**GIVEN PASSAGE**:
--- START ---

Geometric Separation by Single-Pass Alternating Thresholding

TL;DR

This paper demonstrates that a simple single-pass alternating thresholding method applied to wavelets and curvelets can precisely separate pointlike and curvilinear structures in multimodal data, with thresholds converging to their wavefront sets.

Contribution

It introduces a novel microlocal analysis approach and the concepts of cluster coherence and geometric sparsity for effective morphological component separation.

Findings

Arbitrarily precise separation at fine scales.

Thresholding sets converge to wavefront sets.

Wavefront sets are perfectly separated by thresholding.

--- END ---

**DATASET RECORDS**:
--- START ---

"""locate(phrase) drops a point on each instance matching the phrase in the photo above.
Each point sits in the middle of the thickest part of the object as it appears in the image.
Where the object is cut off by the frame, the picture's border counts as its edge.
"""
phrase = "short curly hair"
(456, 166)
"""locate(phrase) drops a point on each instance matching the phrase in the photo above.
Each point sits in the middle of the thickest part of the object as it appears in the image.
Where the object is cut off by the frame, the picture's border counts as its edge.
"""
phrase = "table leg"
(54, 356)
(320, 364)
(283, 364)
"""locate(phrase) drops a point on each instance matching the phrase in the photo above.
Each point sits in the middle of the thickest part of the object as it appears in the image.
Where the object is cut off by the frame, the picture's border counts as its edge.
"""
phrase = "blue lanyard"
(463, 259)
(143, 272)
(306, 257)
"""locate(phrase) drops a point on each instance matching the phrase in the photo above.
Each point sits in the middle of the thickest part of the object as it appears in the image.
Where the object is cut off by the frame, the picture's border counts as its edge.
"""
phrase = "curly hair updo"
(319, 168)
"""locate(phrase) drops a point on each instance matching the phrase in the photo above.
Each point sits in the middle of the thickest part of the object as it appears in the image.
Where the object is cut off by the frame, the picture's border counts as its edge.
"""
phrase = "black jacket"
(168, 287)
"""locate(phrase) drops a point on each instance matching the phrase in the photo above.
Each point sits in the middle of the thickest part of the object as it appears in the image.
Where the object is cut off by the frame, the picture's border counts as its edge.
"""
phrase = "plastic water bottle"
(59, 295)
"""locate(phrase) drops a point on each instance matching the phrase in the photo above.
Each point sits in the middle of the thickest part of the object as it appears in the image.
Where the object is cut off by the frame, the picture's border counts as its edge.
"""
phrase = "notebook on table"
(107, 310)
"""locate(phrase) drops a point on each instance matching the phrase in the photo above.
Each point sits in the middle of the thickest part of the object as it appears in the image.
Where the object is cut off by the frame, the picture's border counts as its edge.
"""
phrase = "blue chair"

--- END ---

**TASK ITEM**: Pick up the summary of the geometric separation paper after its last line and keep writing it. The rows come from a separate source and have no connection to the text.

**TASK RESPONSE**:
Abstract

Modern data is customarily of multimodal nature, and analysis tasks typically require separation into the single components. Although a highly ill-posed problem, the morphological difference of these components sometimes allow a very precise separation such as, for instance, in neurobiological imaging a separation into spines (pointlike structures) and dendrites (curvilinear structures). Recently, applied harmonic analysis introduced powerful methodologies to achieve this task, exploiting specifically designed representation systems in which the components are sparsely representable, combined with either performing $\ell_1$ minimization or thresholding on the combined dictionary. In this paper we provide a thorough theoretical study of the separation of a distributional model situation of point- and curvilinear singularities exploiting a surprisingly simple single-pass alternating thresholding method applied to the two complementary frames: wavelets and curvelets. Utilizing the fact that the coefficients are clustered geometrically, thereby exhibiting clustered/geometric sparsity in the chosen frames, we prove that at sufficiently fine scales arbitrarily precise separation is possible. Even more surprising, it turns out that the thresholding index sets converge to the wavefront sets of the point- and curvilinear singularities in phase space and that those wavefront sets are perfectly separated by the thresholding procedure. Main ingredients of our analysis are the novel notion of cluster coherence and clustered/geometric sparsity as well as a microlocal analysis viewpoint.